## TASK PROMPT
Quote the whole listing exactly. Leave the pictures out of your copy.

## MATERIAL PROVIDED
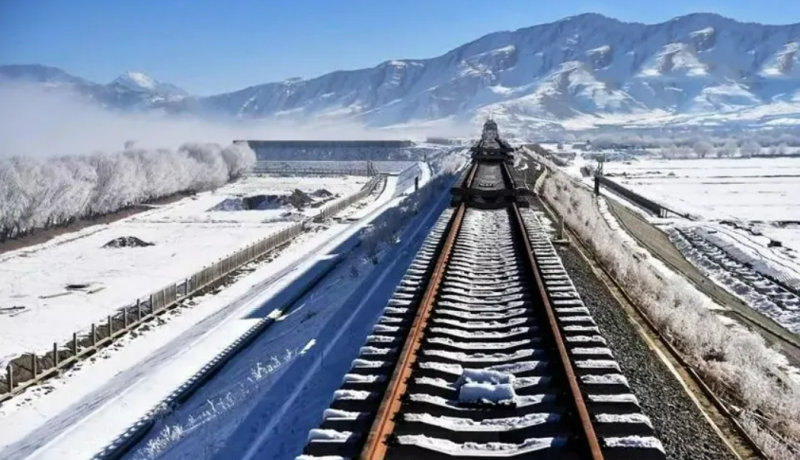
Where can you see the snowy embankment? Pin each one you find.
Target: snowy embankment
(734, 203)
(735, 358)
(757, 194)
(223, 422)
(138, 372)
(46, 193)
(74, 417)
(43, 280)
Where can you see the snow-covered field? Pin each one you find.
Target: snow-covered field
(186, 235)
(754, 190)
(737, 206)
(75, 416)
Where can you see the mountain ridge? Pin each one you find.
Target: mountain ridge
(584, 67)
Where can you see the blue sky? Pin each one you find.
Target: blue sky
(209, 46)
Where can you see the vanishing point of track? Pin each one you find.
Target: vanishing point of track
(485, 351)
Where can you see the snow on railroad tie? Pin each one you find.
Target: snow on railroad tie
(474, 449)
(485, 335)
(489, 425)
(484, 369)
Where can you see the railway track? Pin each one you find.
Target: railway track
(485, 350)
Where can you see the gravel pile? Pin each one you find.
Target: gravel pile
(680, 426)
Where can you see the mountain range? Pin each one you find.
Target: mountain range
(581, 70)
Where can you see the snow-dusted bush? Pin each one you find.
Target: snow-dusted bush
(703, 148)
(38, 194)
(735, 359)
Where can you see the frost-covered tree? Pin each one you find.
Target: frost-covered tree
(703, 148)
(749, 149)
(45, 193)
(728, 149)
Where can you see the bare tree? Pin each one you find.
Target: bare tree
(703, 148)
(728, 149)
(749, 149)
(44, 193)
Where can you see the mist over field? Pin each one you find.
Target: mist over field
(39, 123)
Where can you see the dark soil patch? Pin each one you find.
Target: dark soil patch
(127, 242)
(45, 235)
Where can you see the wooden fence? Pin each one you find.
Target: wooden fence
(31, 368)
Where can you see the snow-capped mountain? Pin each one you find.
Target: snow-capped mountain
(134, 90)
(140, 82)
(587, 67)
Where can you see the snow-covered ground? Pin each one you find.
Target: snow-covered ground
(737, 206)
(186, 235)
(76, 416)
(276, 392)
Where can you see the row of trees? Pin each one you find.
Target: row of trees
(658, 138)
(733, 358)
(727, 149)
(39, 194)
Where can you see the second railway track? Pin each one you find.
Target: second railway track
(486, 350)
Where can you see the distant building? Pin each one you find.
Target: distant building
(296, 150)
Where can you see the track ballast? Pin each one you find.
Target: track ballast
(485, 351)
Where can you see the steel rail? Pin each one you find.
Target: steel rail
(589, 435)
(375, 446)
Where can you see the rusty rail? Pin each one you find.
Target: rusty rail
(382, 427)
(376, 447)
(589, 435)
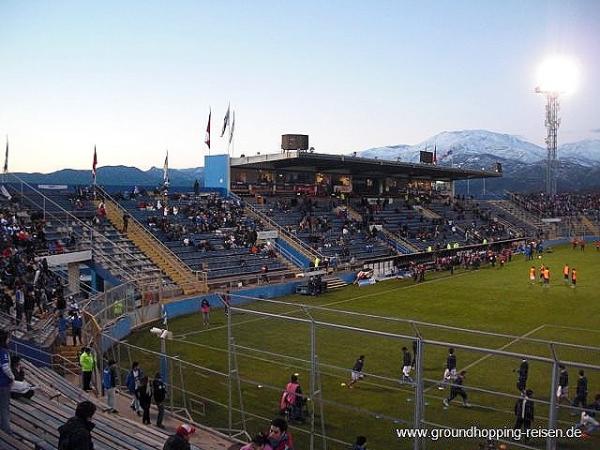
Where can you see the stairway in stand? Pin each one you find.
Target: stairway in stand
(334, 282)
(190, 282)
(66, 359)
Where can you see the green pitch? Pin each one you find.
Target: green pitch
(499, 300)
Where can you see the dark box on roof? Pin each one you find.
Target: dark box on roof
(426, 157)
(294, 142)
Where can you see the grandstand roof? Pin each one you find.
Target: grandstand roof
(353, 165)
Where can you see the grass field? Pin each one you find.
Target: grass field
(499, 300)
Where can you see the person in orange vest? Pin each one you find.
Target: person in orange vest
(547, 276)
(532, 275)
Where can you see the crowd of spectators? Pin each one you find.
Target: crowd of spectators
(560, 205)
(27, 287)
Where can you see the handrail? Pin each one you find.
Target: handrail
(153, 238)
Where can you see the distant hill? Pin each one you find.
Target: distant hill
(117, 176)
(522, 162)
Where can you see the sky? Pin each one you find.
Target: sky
(136, 78)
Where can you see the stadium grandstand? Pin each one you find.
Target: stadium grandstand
(227, 291)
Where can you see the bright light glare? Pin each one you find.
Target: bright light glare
(558, 74)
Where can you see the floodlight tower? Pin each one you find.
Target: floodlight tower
(552, 123)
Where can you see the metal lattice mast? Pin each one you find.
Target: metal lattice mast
(552, 123)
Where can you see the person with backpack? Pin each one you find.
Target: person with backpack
(144, 394)
(109, 383)
(159, 392)
(76, 433)
(132, 382)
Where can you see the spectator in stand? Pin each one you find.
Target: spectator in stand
(109, 383)
(87, 361)
(279, 437)
(28, 306)
(159, 392)
(132, 382)
(144, 394)
(181, 439)
(19, 304)
(205, 308)
(76, 324)
(76, 433)
(6, 380)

## SOLUTION
Where can you see the snowy embankment? Pin each one you find.
Target: snowy embankment
(734, 203)
(735, 358)
(757, 194)
(223, 422)
(138, 372)
(46, 193)
(74, 417)
(43, 280)
Where can you see the snow-covered field? Pin each one you find.
Target: snow-covered field
(186, 235)
(754, 190)
(737, 206)
(75, 416)
Where can you see the mountain ridge? Pin each one you find.
Target: mountain ridge
(584, 67)
Where can you see the blue sky? Pin each one you find.
Target: blue sky
(209, 46)
Where can you see the vanishing point of track? Pin each one you find.
Target: vanishing point of track
(485, 351)
Where can you see the snow on railroad tie? Pin each one you find.
Target: snow on railroad tie
(474, 449)
(485, 335)
(489, 425)
(484, 369)
Where can you see the railway track? Pin each one you find.
Target: railway track
(485, 350)
Where can you see the gravel pile? Pin each one you find.
Target: gravel pile
(680, 426)
Where can you see the mountain range? Pin each one you find.
Target: mountain range
(581, 70)
Where can you see the snow-dusted bush? Pin each one you find.
Target: snow-dusted bush
(703, 148)
(38, 194)
(735, 359)
Where can you see the frost-covered tree? Pin each one you find.
Target: frost-covered tree
(703, 148)
(749, 149)
(45, 193)
(728, 149)
Where can you see the bare tree? Pin each one you find.
Target: bare tree
(703, 148)
(728, 149)
(749, 149)
(44, 193)
Where can you see the mist over field? Pin each one you find.
Target: mist over field
(39, 123)
Where can you see the dark soil patch? Pin each one you find.
Target: dark soil patch
(127, 242)
(45, 235)
Where can you see the wooden fence? Pin each one you find.
Target: wooden fence
(31, 368)
Where can you see the snow-capped mountain? Pin each one you find.
Target: snow-capped mountain
(134, 90)
(140, 82)
(587, 67)
Where can you see the snow-covered ground? Pin each one you find.
Target: snow-covered ground
(737, 206)
(186, 235)
(76, 416)
(276, 392)
Where can you see the row of trees? Pin each one you find.
Target: row of trees
(658, 138)
(733, 358)
(727, 149)
(39, 194)
Where can you see the second railway track? Pin each one you find.
Target: second railway track
(486, 350)
Where can you see the distant building? Pin each one you find.
Target: distant building
(296, 150)
Where can you see the track ballast? Pin each one you find.
Target: track ballast
(485, 351)
Where can you see the steel rail? Pin each one you find.
Target: steel rail
(589, 435)
(375, 446)
Where can you see the rusty rail? Pin each one you find.
Target: rusty rail
(382, 427)
(376, 447)
(589, 435)
Where can you see the stairway in stand? Pin each one you find.
Target: stairway in stand
(334, 282)
(190, 282)
(66, 359)
Where can you see the green pitch? Pin each one you find.
Target: green pitch
(499, 300)
Where can you see the dark box on roof? Pin each one you find.
Target: dark box on roof
(426, 157)
(294, 142)
Where can you see the grandstand roof? Pin each one you find.
Target: grandstand roof
(353, 165)
Where can you see the grass field? Pin each one you find.
Target: grass field
(499, 300)
Where can you see the person in orange vest? Pin each one you find.
Target: person in orange vest
(547, 276)
(532, 275)
Where can you see the crowd of spectators? Pin each one you find.
Target: crowd of spectators
(560, 205)
(27, 287)
Where can you see the handrail? Pin each one you find.
Target: handrail
(153, 238)
Where can you see the distant hill? Pin each one you find.
Target: distant hill
(117, 176)
(522, 162)
Where can you see the sky? Pin each one you find.
Target: sky
(136, 78)
Where can you see the stadium grandstand? Pin each one you find.
Target: stadium grandstand
(227, 291)
Where can you see the bright light glare? Pin each one you find.
Target: bright light glare
(558, 74)
Where can you see the floodlight tower? Pin each one you find.
Target: floodlight tower
(552, 123)
Where can you see the metal lattice mast? Pin each one you find.
Target: metal lattice mast
(552, 123)
Where can you see the person with backpack? Pin each one you find.
Target: person with backpack
(144, 394)
(109, 383)
(159, 392)
(76, 433)
(132, 382)
Where can you see the spectator in stand? Pin each one you find.
Target: spectator in stand
(109, 383)
(87, 361)
(279, 437)
(28, 306)
(159, 392)
(132, 382)
(144, 394)
(181, 439)
(19, 304)
(205, 308)
(76, 324)
(76, 433)
(6, 380)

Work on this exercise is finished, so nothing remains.